About this exercise =>
Copy word for word the part of the article on the oil dispersant lawsuit that begins at the words "The plaintiffs, which" and ends after the words "wildlife at risk.".

Supplied passage =>
A group of environmental and public health organizations jointly filed a lawsuit against the U.S. Environmental Protection Agency (EPA) Monday in Washington D.C., claiming the agency’s rules governing the use of chemical oil dispersants do not meet Clean Water Act requirements. The lawsuit was prompted by BP’s use of Corexit chemical dispersants to break up the Deepwater Horizon oil spill, which gushed out of control for three months.
The plaintiffs, which include conservation and wildlife groups, hope the lawsuit will compel the EPA to issue tougher regulations on the use of oil dispersants and specify where the chemicals can be used and how much can be used without harming the environment and putting people and wildlife at risk.
BP’s oil spill erupted on April 20, 2010, after the Deepwater Horizon rig exploded and sank 45 miles south of the Louisiana coast, leaving its Macondo well an open conduit for a giant oil reservoir about a mile beneath the sea floor. As attempts to cap the well failed, BP engineers took an “out of sight, out of mind” approach to combating the spill when they dumped more than a million gallons of Corexit dispersant on the oil slick from airplanes and boats. They also pumped nearly a million gallons of Corexit into the oil geyser at its source – a deep-sea application that had never been approved, let alone tested.
Shortly afterward, scientists documented giant plumes of dispersed oil twisting through miles of the Gulf of Mexico from the sea floor to the surface. Subsequent studies of the dispersants indicate they were extremely toxic to sea life and likely did the environment more harm than good.
“We’re disappointed that the agency doesn’t seem to understand the widespread public urgency to initiate this rulemaking process,” said Jill Mastrototaro, director of the Sierra Club Gulf Coast Protection Campaign. “If a spill or blowout happened tomorrow in the Gulf of Mexico, or any U.S. water for that matter, any dispersant that is used would not necessarily be safe for the waters, ecosystems, response workers, or nearby communities.”
The lawsuit isn’t the first one to challenge the EPA on its lack of oil dispersant regulations. Other environmental groups sued the EPA and the U.S. Coast Guard in April over the unregulated use of oil dispersants, arguing little was known about the chemicals’ environmental impact.

Given information =>
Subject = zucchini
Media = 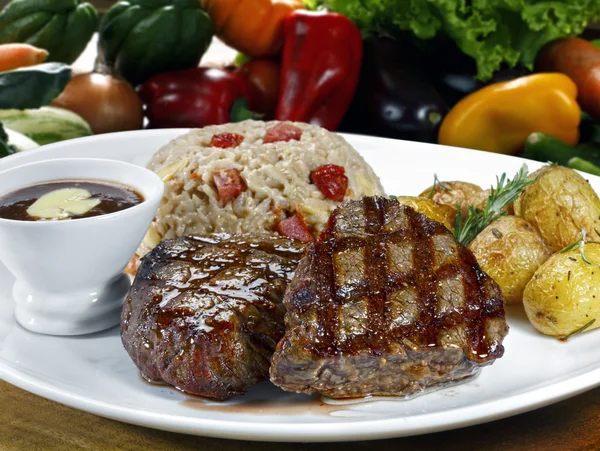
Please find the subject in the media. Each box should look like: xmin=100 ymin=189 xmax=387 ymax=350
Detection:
xmin=4 ymin=128 xmax=40 ymax=152
xmin=0 ymin=106 xmax=92 ymax=145
xmin=0 ymin=63 xmax=71 ymax=110
xmin=0 ymin=0 xmax=98 ymax=64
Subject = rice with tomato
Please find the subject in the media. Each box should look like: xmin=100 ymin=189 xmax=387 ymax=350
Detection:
xmin=132 ymin=121 xmax=384 ymax=266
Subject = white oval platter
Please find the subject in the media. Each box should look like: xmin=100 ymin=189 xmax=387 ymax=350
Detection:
xmin=0 ymin=130 xmax=600 ymax=442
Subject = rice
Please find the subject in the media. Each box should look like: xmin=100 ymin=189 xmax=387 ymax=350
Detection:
xmin=139 ymin=121 xmax=384 ymax=254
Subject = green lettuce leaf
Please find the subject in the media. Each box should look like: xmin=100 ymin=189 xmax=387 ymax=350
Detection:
xmin=306 ymin=0 xmax=600 ymax=81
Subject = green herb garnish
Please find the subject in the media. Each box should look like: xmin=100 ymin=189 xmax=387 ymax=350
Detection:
xmin=560 ymin=229 xmax=600 ymax=265
xmin=558 ymin=318 xmax=596 ymax=341
xmin=427 ymin=173 xmax=452 ymax=199
xmin=0 ymin=122 xmax=17 ymax=158
xmin=454 ymin=164 xmax=533 ymax=246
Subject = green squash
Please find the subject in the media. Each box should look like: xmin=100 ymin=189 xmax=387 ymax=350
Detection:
xmin=98 ymin=0 xmax=214 ymax=86
xmin=0 ymin=0 xmax=98 ymax=64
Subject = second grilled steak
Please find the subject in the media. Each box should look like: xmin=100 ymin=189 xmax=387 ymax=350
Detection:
xmin=121 ymin=234 xmax=304 ymax=399
xmin=271 ymin=197 xmax=508 ymax=398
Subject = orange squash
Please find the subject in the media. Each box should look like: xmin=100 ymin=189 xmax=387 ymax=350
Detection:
xmin=202 ymin=0 xmax=304 ymax=57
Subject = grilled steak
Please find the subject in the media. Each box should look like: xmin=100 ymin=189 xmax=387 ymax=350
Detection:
xmin=270 ymin=197 xmax=508 ymax=398
xmin=121 ymin=234 xmax=304 ymax=399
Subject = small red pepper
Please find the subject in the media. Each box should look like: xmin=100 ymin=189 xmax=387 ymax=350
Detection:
xmin=275 ymin=10 xmax=363 ymax=130
xmin=209 ymin=133 xmax=244 ymax=149
xmin=263 ymin=122 xmax=302 ymax=144
xmin=213 ymin=169 xmax=246 ymax=205
xmin=277 ymin=213 xmax=315 ymax=243
xmin=139 ymin=67 xmax=260 ymax=128
xmin=310 ymin=164 xmax=348 ymax=202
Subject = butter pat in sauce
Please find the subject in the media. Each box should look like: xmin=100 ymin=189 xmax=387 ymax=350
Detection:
xmin=27 ymin=188 xmax=100 ymax=219
xmin=0 ymin=180 xmax=144 ymax=221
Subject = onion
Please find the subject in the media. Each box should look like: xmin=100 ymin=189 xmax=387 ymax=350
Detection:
xmin=52 ymin=72 xmax=144 ymax=133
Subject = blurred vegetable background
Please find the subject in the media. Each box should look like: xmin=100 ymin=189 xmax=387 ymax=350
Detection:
xmin=0 ymin=0 xmax=600 ymax=337
xmin=0 ymin=0 xmax=600 ymax=174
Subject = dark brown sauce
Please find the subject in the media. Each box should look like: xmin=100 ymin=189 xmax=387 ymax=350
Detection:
xmin=0 ymin=180 xmax=144 ymax=221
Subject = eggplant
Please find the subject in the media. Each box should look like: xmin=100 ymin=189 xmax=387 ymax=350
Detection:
xmin=341 ymin=37 xmax=448 ymax=142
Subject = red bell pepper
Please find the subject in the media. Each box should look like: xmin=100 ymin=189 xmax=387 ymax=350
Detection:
xmin=275 ymin=10 xmax=363 ymax=130
xmin=139 ymin=67 xmax=255 ymax=128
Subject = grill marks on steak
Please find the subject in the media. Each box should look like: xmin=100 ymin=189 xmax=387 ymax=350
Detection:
xmin=271 ymin=197 xmax=508 ymax=397
xmin=121 ymin=234 xmax=304 ymax=399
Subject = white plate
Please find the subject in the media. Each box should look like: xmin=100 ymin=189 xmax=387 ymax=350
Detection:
xmin=0 ymin=130 xmax=600 ymax=442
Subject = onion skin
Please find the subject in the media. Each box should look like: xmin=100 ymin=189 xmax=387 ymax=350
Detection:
xmin=52 ymin=72 xmax=144 ymax=134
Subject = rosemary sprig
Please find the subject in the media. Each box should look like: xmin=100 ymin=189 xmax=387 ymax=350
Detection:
xmin=427 ymin=173 xmax=452 ymax=199
xmin=560 ymin=228 xmax=600 ymax=265
xmin=558 ymin=318 xmax=596 ymax=341
xmin=454 ymin=164 xmax=534 ymax=246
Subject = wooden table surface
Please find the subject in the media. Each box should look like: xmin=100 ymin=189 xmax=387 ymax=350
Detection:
xmin=0 ymin=0 xmax=600 ymax=451
xmin=0 ymin=381 xmax=600 ymax=451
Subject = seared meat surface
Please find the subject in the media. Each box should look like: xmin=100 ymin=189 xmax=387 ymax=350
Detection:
xmin=121 ymin=234 xmax=304 ymax=400
xmin=270 ymin=197 xmax=508 ymax=398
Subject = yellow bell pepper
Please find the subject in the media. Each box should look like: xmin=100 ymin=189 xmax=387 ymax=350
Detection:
xmin=439 ymin=73 xmax=581 ymax=155
xmin=202 ymin=0 xmax=304 ymax=57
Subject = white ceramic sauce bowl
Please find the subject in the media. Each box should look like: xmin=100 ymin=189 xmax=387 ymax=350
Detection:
xmin=0 ymin=158 xmax=164 ymax=335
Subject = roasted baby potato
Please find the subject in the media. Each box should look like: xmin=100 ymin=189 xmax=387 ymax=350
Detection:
xmin=419 ymin=182 xmax=489 ymax=218
xmin=523 ymin=243 xmax=600 ymax=336
xmin=396 ymin=196 xmax=456 ymax=230
xmin=469 ymin=216 xmax=551 ymax=304
xmin=515 ymin=165 xmax=600 ymax=252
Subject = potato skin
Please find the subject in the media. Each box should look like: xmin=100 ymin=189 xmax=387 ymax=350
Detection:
xmin=396 ymin=196 xmax=456 ymax=230
xmin=515 ymin=165 xmax=600 ymax=252
xmin=523 ymin=243 xmax=600 ymax=336
xmin=469 ymin=216 xmax=551 ymax=304
xmin=419 ymin=182 xmax=489 ymax=218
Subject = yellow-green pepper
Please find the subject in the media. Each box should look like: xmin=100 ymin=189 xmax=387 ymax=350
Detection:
xmin=439 ymin=73 xmax=581 ymax=155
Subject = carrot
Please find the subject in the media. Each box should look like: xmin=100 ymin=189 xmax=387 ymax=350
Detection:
xmin=0 ymin=44 xmax=48 ymax=72
xmin=536 ymin=38 xmax=600 ymax=119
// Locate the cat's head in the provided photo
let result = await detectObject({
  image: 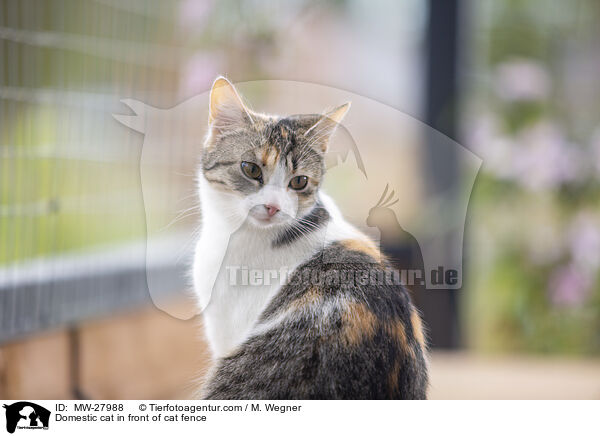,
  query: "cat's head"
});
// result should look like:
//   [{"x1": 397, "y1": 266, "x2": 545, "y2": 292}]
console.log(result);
[{"x1": 201, "y1": 77, "x2": 350, "y2": 228}]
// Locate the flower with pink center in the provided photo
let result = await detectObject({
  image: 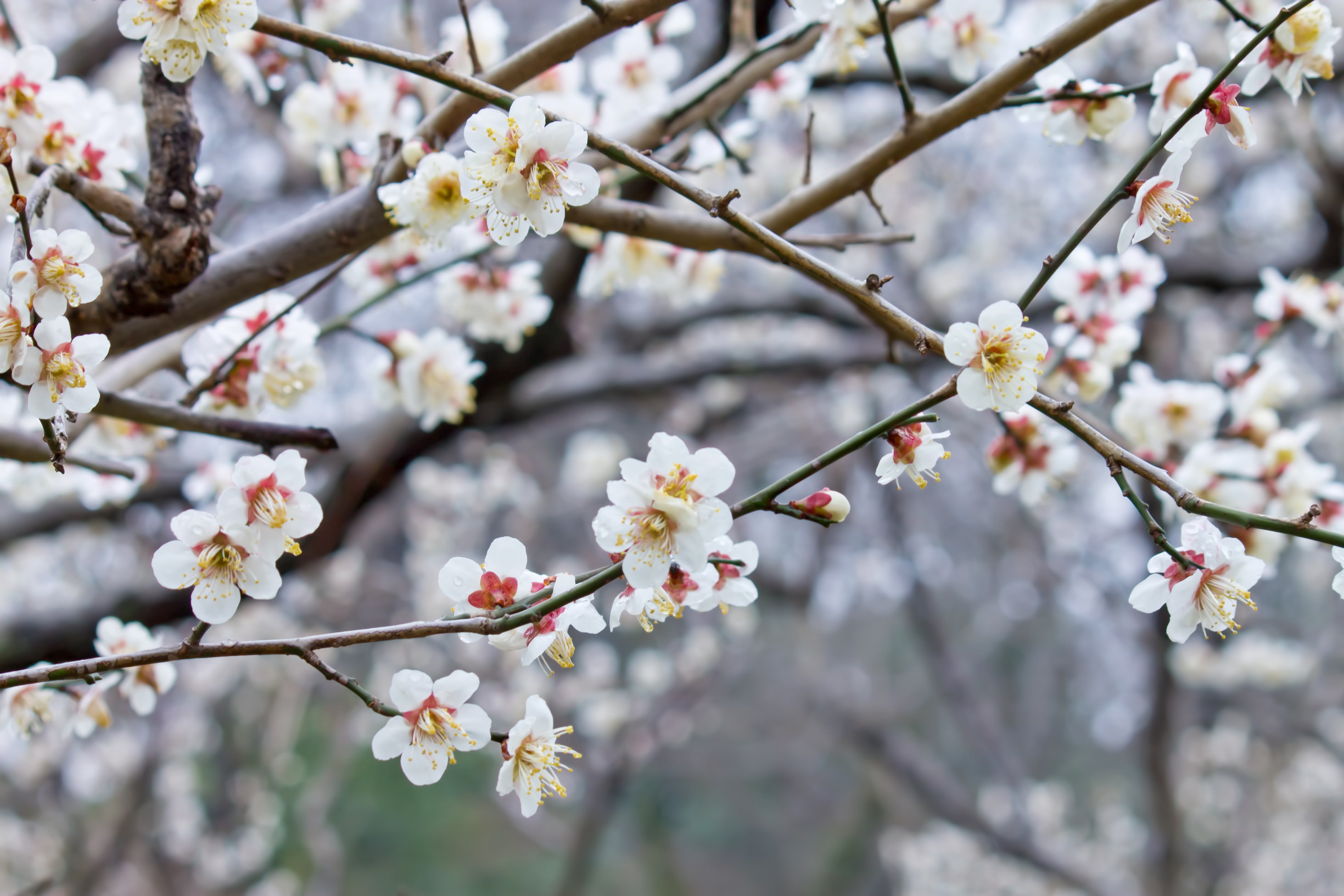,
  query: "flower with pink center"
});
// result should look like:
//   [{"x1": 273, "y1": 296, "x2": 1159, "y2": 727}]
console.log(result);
[
  {"x1": 462, "y1": 97, "x2": 599, "y2": 246},
  {"x1": 985, "y1": 407, "x2": 1078, "y2": 505},
  {"x1": 1227, "y1": 3, "x2": 1344, "y2": 105},
  {"x1": 593, "y1": 25, "x2": 681, "y2": 121},
  {"x1": 1129, "y1": 517, "x2": 1265, "y2": 643},
  {"x1": 14, "y1": 317, "x2": 110, "y2": 420},
  {"x1": 489, "y1": 572, "x2": 606, "y2": 676},
  {"x1": 944, "y1": 301, "x2": 1048, "y2": 411},
  {"x1": 9, "y1": 230, "x2": 102, "y2": 317},
  {"x1": 878, "y1": 423, "x2": 952, "y2": 489},
  {"x1": 593, "y1": 433, "x2": 734, "y2": 588},
  {"x1": 1148, "y1": 40, "x2": 1214, "y2": 134},
  {"x1": 930, "y1": 0, "x2": 1004, "y2": 83},
  {"x1": 93, "y1": 617, "x2": 177, "y2": 716},
  {"x1": 1168, "y1": 81, "x2": 1255, "y2": 152},
  {"x1": 684, "y1": 535, "x2": 761, "y2": 613},
  {"x1": 150, "y1": 511, "x2": 280, "y2": 624},
  {"x1": 374, "y1": 669, "x2": 490, "y2": 785},
  {"x1": 1116, "y1": 145, "x2": 1199, "y2": 253},
  {"x1": 218, "y1": 449, "x2": 322, "y2": 559},
  {"x1": 438, "y1": 536, "x2": 542, "y2": 623},
  {"x1": 0, "y1": 290, "x2": 32, "y2": 373},
  {"x1": 0, "y1": 46, "x2": 56, "y2": 144},
  {"x1": 495, "y1": 695, "x2": 581, "y2": 818},
  {"x1": 434, "y1": 260, "x2": 551, "y2": 352}
]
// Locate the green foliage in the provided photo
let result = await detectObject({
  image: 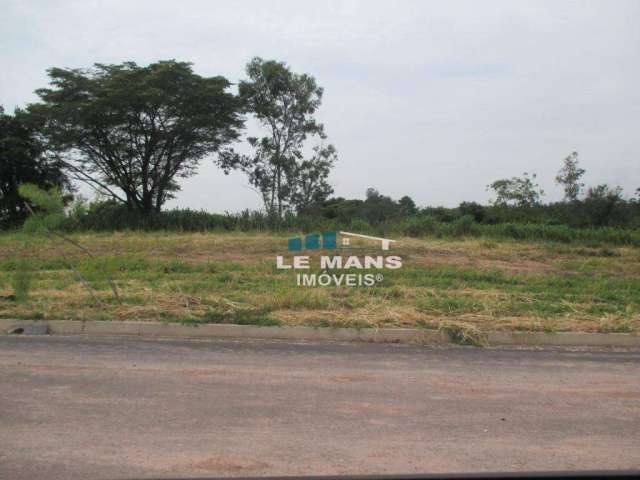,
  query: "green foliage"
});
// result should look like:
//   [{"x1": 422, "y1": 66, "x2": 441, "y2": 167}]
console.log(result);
[
  {"x1": 218, "y1": 57, "x2": 337, "y2": 219},
  {"x1": 453, "y1": 215, "x2": 476, "y2": 237},
  {"x1": 202, "y1": 308, "x2": 282, "y2": 327},
  {"x1": 555, "y1": 152, "x2": 585, "y2": 201},
  {"x1": 18, "y1": 183, "x2": 65, "y2": 232},
  {"x1": 11, "y1": 259, "x2": 32, "y2": 303},
  {"x1": 487, "y1": 172, "x2": 544, "y2": 207},
  {"x1": 0, "y1": 107, "x2": 69, "y2": 228},
  {"x1": 401, "y1": 216, "x2": 438, "y2": 237},
  {"x1": 29, "y1": 60, "x2": 243, "y2": 214}
]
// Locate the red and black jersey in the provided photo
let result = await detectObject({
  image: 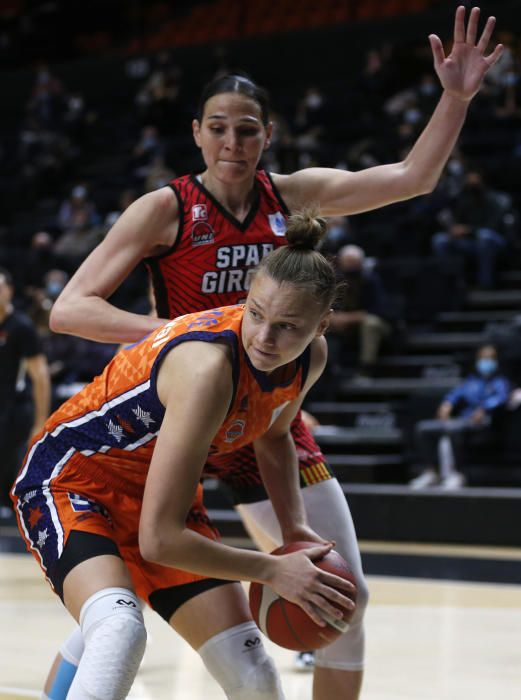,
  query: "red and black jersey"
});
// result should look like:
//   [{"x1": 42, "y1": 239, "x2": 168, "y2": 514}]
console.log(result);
[{"x1": 146, "y1": 170, "x2": 289, "y2": 318}]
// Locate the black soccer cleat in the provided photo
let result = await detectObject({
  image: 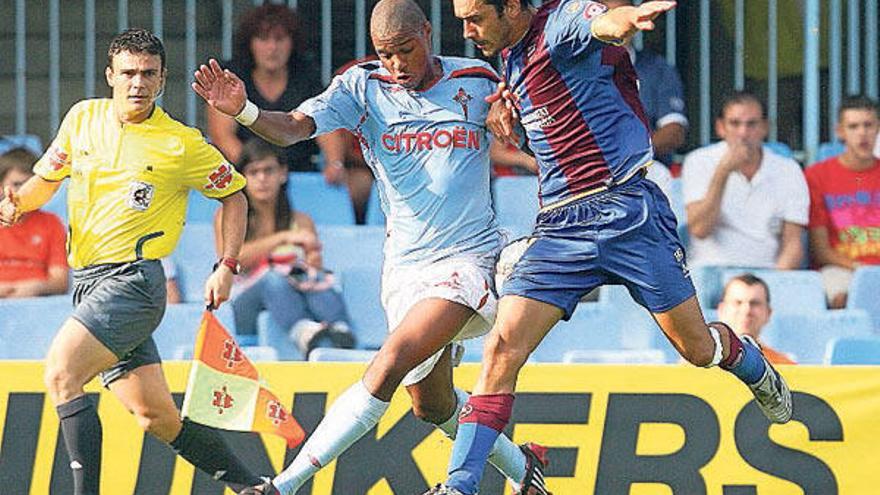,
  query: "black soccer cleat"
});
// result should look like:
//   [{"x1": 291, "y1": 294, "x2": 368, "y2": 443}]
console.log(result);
[
  {"x1": 516, "y1": 443, "x2": 552, "y2": 495},
  {"x1": 238, "y1": 480, "x2": 281, "y2": 495}
]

Solution for this exercise =>
The plaintiffs, which include conservation and wildlife groups, hope the lawsuit will compel the EPA to issue tougher regulations on the use of oil dispersants and specify where the chemicals can be used and how much can be used without harming the environment and putting people and wildlife at risk.